> Required work
Rewrite everything from the line containing "Can you see the retractable" down to the end of the data, both ends included, and increase every pixel coordinate in the answers by 40.

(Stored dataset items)
——————————
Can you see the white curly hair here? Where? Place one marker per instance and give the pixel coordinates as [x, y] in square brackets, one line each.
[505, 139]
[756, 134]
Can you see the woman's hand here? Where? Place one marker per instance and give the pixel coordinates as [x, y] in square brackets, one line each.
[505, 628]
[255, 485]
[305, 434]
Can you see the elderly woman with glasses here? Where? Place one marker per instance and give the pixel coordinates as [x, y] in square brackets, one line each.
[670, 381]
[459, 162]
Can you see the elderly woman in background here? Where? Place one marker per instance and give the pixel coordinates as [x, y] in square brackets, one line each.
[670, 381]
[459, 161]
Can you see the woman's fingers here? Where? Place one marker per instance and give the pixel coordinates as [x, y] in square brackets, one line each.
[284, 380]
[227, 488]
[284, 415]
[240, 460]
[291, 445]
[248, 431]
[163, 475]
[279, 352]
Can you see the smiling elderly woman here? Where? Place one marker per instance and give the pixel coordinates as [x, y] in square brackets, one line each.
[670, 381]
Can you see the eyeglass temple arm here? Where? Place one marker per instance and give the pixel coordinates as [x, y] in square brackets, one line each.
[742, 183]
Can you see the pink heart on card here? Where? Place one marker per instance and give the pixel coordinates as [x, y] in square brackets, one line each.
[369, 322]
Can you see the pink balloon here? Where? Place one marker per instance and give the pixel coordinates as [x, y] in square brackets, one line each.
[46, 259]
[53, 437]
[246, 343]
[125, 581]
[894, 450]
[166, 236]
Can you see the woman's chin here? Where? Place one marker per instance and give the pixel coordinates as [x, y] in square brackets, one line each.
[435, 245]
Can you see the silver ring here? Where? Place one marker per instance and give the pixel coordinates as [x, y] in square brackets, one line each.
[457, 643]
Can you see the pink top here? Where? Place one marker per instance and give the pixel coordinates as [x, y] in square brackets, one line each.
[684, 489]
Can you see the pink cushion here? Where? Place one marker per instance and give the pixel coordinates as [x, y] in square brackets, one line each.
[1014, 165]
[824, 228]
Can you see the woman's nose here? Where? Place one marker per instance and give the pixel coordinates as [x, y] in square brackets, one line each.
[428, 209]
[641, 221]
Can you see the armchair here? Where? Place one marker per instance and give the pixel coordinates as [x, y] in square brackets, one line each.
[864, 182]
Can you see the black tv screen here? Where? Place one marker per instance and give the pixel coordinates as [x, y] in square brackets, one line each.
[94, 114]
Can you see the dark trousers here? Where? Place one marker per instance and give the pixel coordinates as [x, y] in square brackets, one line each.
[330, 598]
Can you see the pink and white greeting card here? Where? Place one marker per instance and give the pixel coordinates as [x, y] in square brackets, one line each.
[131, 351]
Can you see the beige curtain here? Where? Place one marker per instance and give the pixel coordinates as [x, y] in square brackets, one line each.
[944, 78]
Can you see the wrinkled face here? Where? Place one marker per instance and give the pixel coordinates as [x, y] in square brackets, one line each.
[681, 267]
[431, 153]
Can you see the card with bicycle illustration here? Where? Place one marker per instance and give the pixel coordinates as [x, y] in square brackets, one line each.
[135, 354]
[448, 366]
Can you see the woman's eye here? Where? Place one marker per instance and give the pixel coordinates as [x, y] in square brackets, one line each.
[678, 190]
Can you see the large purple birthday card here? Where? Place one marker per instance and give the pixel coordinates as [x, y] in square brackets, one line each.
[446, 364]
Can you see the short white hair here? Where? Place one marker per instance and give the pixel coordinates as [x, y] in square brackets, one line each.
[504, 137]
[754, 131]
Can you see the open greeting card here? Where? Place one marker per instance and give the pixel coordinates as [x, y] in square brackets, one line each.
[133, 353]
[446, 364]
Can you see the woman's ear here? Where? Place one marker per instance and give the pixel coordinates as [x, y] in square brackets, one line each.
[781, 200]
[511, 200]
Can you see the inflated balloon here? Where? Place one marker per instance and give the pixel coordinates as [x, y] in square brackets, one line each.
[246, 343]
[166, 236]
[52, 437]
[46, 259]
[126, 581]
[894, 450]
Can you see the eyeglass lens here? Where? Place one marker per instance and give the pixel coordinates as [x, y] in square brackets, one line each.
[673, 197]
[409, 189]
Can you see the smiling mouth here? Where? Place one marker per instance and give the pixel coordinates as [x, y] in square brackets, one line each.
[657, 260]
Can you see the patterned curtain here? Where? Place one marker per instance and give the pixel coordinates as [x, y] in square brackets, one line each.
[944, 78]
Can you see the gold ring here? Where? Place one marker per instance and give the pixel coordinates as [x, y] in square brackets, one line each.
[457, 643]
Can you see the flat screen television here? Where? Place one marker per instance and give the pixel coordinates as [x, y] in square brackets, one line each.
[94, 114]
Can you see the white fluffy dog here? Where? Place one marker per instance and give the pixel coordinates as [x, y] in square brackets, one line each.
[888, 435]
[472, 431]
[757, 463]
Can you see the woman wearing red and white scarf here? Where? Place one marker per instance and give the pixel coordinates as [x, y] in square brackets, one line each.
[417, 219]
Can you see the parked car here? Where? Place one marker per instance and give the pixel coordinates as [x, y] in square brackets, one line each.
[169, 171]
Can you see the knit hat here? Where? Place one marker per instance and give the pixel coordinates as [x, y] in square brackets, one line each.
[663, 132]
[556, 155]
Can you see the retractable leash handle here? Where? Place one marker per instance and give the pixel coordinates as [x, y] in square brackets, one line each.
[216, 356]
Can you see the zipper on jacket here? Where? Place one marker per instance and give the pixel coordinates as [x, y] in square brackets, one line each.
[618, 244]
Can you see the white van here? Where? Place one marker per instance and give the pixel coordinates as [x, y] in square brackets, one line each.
——————————
> Exercise response
Can you see the retractable leash handle here? Where? Place one marker per instance and give the pixel coordinates as [x, y] in square brackets, one line each.
[256, 396]
Can you see the zipper on jacket here? Where? Place one marker per instance and give the pixel coordinates as [x, y] in square brackets, one line each.
[658, 284]
Can you see the white van here? Where? Place one marker per instance and give the pixel coordinates as [x, y] in square brackets, one line each.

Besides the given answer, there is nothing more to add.